Provided text
——

AINPI methodology

Status: 0.7.2-draft. 0.7.2 publishes H43 — practitioner phone-number reachability (/findings/practitioner-phone-reachability), which resolves practitioner → phone across three FHIR paths (Practitioner.telecom, PractitionerRole.telecom, and the referenced Location.telecom). The measured 2026-05-08 result rejected the pre-registered prior: 99.98% of active practitioners carry a phone directly on the Practitioner record, and the role/location traversal adds nothing. Methodology bumped from 0.6.x to 0.7 after the claims-side cross-audit (H29–H36) shipped for all 50 states + DC + PR. 0.7.1 adds the provider data landscape (/) — a Karpathy-style hierarchical treemap of every (state × specialty) cell scored across six audit dimensions — and the REAL Health Providers Act audit framework (/real-health-providers), which maps each HR 7148 § 6220 obligation to the AINPI signal that measures it. The choropleth that was the homepage moved to /map. The original ten directory-side findings (H1–H28) still land against both the 2026-04-09 and 2026-05-08 NDH releases, with three of the four federal database checks under 42 CFR § 455.436 closed: NPPES (H10–H13), OIG LEIE (H24), SAM.gov (H25). H26 reaches 4 public payer FHIR endpoints; H27 independently verified the 2026-04-30 Washington Post SSN exposure (46 → 41 across releases; CMS partially scrubbed but did not eliminate). H29–H36 add claims-side cross-checks — Medicaid spending, Medicare Part B + Part D billing, NPPES-deactivated × billing, Open Payments × exclusion, DMEPOS supplier directory, nursing-home / hospice / HHA / hospital ownership disclosures, NDH completeness against material Medicare billers. H37–H39 pre-register the PECOS-as-authoritative-source workstream triggered by CMS's 2026 verification rules. Until 1.0.0, treat any single headline as provisional and read it alongside the notes on the corresponding /findings/<slug> page.

What's new since 0.6.0-draft

Methodology improvement #1 — strict post-exclusion attribution. Earlier framings of "$8.5M Medicaid paid to excluded NPIs 2018–2024" captured pre-exclusion legitimate billing. The H23 cohort exporter now carries per-NPI leie_excldate, sam_active_date, nppes_deactivation_date, and downstream claims-side findings (H29 / H30a / H30b / H32) filter strictly post-exclusion as the regulatory headline. The full-window number stays as a sidecar field. Pattern: when federal exclusion takes effect, federal-program payment stops in the data — the directory still lists them.

——

Dataset excerpt
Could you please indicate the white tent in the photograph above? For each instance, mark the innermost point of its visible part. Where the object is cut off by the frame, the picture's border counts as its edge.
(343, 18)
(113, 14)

——

Questions on the material
1 > Using the AINPI methodology text, decide whether each statement agrees with it. Answer yes or no for each and quote the deciding words. (a) The H43 result confirmed the pre-registered prior. (b) The choropleth that used to be the homepage now lives at /map. (c) Three of the four federal database checks under 42 CFR § 455.436 are closed.
2 > According to the AINPI methodology text, how many public payer FHIR endpoints does H26 reach?
3 > Pick up the AINPI methodology text after its last sentence and continue it.

Numbered answers
1 >
(a) No: "The measured 2026-05-08 result rejected the pre-registered prior"
(b) Yes: "The choropleth that was the homepage moved to /map."
(c) Yes: "with three of the four federal database checks under 42 CFR § 455.436 closed"

2 > H26 reaches 4 public payer FHIR endpoints.

3 >
Methodology improvement #2 — H35 Stage B via the CMS PPEF cross-walk. First H35 release reported "0 demographic matches" — a structural null caused by joining on owner STATE, which is 100% empty for individual owners in CMS's All Owners files. Stage B introduces the CMS Medicare Fee-For-Service Public Provider Enrollment File (2.47M individual NPIs) as the cross-walk: PECOS_ASCT_CNTL_ID → NPI for Tier 1 confirmed matches; ENRLMT_ID → STATE_CD for Tier 2 demographic matches with a real geographic filter.
All-states claims-side cross-audit. H29 / H30a / H30b / H31 / H32 refactored to stream each big source file ONCE and partition output across every state cohort. Same I/O cost as the original VA-only runs; 50× the coverage. Per-state CSVs at /api/v1/states/<state>/h{29..32}-*.csv.
Map-first homepage. / is now an interactive US choropleth with a 3-style theme switcher and a 5-metric switcher. Click a state for an at-a-glance side panel with the cross-audit findings. Replaces the previous redirect to /npd.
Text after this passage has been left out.